- PROBLEM TO WORK ON: Every line in the entries that holds "apartment" should be identified and copied.

- INPUT DATA:
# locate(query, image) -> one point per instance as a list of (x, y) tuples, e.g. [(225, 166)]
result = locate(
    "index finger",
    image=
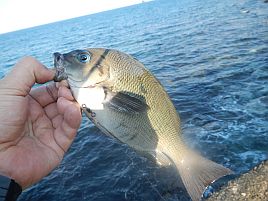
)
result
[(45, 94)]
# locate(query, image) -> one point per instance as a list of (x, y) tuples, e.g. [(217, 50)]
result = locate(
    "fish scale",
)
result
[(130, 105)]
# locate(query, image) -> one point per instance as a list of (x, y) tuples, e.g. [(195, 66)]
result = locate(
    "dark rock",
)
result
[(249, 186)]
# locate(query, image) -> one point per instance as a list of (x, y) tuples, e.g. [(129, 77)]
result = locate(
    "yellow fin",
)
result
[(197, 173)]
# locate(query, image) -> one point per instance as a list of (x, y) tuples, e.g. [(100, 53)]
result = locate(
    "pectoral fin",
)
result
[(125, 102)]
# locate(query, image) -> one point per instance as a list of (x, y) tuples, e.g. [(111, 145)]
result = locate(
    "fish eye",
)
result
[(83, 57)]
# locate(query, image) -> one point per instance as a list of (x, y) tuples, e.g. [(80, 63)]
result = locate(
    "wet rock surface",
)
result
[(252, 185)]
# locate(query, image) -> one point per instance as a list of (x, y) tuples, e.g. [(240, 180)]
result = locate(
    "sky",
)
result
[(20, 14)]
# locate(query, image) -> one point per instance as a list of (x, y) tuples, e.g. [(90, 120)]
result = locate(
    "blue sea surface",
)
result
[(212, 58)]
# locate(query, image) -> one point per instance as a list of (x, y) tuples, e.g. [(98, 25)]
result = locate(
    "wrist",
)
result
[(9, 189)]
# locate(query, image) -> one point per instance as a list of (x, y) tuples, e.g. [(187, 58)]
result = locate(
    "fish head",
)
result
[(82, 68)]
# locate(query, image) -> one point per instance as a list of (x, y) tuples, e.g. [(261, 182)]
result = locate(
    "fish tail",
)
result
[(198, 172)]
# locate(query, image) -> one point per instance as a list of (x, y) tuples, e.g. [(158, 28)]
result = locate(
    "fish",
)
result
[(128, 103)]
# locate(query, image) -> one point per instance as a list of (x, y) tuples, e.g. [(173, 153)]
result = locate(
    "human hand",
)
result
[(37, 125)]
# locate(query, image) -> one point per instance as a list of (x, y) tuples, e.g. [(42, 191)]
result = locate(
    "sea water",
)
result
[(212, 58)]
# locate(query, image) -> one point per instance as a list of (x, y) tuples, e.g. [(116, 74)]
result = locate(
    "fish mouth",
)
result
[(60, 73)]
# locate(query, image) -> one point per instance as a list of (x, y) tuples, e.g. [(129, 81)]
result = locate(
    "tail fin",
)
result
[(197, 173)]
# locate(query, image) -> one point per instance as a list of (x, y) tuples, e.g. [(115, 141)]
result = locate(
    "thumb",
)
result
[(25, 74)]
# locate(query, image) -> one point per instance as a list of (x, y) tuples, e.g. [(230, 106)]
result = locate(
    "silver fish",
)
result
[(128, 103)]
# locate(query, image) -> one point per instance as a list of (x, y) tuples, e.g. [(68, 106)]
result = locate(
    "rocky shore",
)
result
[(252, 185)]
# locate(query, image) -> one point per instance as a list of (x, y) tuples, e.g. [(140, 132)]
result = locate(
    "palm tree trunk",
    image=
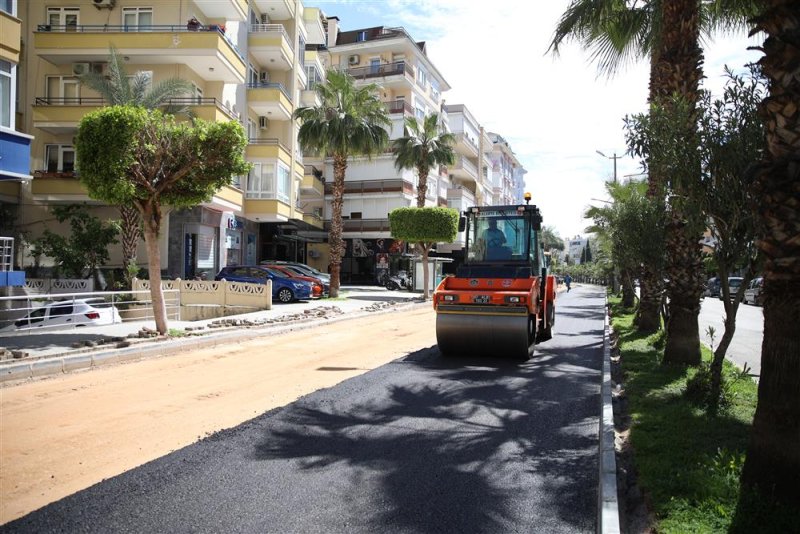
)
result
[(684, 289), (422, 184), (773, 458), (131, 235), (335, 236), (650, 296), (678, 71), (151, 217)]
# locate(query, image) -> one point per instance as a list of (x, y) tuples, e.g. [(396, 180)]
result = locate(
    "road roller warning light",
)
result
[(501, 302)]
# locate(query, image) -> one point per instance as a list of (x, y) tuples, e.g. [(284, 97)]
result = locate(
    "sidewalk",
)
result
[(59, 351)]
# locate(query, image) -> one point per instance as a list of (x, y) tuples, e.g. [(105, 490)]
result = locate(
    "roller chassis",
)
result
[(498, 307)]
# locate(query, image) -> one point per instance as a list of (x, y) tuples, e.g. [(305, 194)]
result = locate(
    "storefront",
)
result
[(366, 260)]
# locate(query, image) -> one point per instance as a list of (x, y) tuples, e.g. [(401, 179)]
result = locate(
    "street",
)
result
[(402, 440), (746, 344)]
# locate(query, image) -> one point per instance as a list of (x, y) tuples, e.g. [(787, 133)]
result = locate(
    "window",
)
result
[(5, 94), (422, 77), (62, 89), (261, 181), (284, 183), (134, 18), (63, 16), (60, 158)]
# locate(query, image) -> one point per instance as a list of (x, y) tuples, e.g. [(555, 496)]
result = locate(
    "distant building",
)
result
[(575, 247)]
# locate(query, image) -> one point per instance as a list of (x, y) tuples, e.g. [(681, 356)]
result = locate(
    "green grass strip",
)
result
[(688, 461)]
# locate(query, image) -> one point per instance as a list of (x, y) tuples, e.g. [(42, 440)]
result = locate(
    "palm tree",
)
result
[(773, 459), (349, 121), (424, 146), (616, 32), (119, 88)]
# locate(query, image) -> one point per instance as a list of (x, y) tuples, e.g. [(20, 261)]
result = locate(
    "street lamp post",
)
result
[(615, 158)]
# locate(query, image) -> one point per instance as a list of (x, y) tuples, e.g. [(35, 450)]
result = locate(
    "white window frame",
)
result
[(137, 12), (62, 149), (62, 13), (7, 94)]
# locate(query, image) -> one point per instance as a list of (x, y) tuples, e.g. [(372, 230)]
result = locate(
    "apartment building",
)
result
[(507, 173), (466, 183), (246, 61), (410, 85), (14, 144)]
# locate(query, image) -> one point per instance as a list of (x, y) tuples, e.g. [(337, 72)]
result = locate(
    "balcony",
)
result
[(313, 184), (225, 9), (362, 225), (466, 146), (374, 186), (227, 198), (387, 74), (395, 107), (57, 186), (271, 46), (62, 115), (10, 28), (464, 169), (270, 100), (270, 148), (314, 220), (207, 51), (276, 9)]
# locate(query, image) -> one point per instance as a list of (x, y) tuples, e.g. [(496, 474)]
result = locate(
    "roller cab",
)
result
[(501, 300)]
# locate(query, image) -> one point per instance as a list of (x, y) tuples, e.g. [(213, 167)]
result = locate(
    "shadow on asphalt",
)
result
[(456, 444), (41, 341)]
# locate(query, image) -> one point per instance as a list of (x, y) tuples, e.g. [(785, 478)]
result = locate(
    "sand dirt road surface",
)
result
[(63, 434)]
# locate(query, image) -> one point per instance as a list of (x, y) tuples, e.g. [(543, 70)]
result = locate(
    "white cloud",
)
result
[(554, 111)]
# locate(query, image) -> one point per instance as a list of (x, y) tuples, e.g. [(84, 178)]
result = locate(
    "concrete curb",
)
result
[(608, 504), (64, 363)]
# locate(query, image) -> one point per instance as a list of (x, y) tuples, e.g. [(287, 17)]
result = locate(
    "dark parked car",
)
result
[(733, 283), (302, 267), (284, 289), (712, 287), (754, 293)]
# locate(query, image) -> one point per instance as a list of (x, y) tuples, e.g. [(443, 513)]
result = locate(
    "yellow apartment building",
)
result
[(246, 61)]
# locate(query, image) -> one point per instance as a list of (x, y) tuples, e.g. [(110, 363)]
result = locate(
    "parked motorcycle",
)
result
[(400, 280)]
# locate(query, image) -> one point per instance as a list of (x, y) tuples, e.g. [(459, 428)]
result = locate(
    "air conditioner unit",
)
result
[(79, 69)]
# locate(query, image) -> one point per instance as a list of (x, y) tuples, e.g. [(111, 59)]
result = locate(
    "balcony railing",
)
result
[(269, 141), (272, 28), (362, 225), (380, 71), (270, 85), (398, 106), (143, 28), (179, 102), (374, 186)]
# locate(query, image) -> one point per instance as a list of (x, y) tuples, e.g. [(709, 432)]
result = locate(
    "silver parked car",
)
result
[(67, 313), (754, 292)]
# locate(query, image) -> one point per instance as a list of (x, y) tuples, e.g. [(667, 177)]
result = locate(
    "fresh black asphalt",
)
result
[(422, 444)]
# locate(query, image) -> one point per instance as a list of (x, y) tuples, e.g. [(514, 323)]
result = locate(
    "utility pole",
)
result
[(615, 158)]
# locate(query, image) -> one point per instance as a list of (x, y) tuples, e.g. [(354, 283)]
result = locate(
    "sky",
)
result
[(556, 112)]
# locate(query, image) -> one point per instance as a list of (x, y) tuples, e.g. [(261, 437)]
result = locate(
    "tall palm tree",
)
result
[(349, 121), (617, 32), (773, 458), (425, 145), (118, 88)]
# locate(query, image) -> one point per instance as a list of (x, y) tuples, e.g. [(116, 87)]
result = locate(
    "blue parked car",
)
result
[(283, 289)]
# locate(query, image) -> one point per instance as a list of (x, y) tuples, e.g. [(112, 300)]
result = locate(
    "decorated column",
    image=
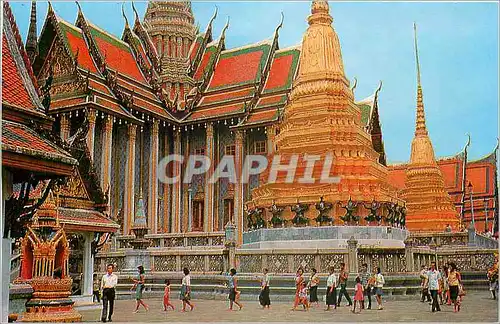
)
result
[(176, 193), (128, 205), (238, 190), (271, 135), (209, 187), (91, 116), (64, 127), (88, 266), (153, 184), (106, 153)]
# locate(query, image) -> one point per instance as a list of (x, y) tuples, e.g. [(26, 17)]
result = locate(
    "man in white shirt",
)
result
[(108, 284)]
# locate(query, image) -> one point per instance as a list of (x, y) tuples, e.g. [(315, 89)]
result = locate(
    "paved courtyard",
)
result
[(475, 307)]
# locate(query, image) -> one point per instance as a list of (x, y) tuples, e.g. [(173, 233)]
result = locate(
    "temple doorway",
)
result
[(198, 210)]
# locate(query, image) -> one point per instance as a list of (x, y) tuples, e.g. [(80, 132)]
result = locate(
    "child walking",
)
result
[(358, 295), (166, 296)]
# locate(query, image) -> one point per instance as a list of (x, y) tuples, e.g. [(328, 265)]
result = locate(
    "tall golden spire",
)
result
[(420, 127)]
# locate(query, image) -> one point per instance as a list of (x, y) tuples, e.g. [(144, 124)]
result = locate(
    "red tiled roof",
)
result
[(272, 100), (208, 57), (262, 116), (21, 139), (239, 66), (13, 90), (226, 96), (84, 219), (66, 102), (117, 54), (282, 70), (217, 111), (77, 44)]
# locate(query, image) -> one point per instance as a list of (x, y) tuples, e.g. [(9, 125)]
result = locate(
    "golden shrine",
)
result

- SOLUTION:
    "apartment building",
    "yellow apartment building",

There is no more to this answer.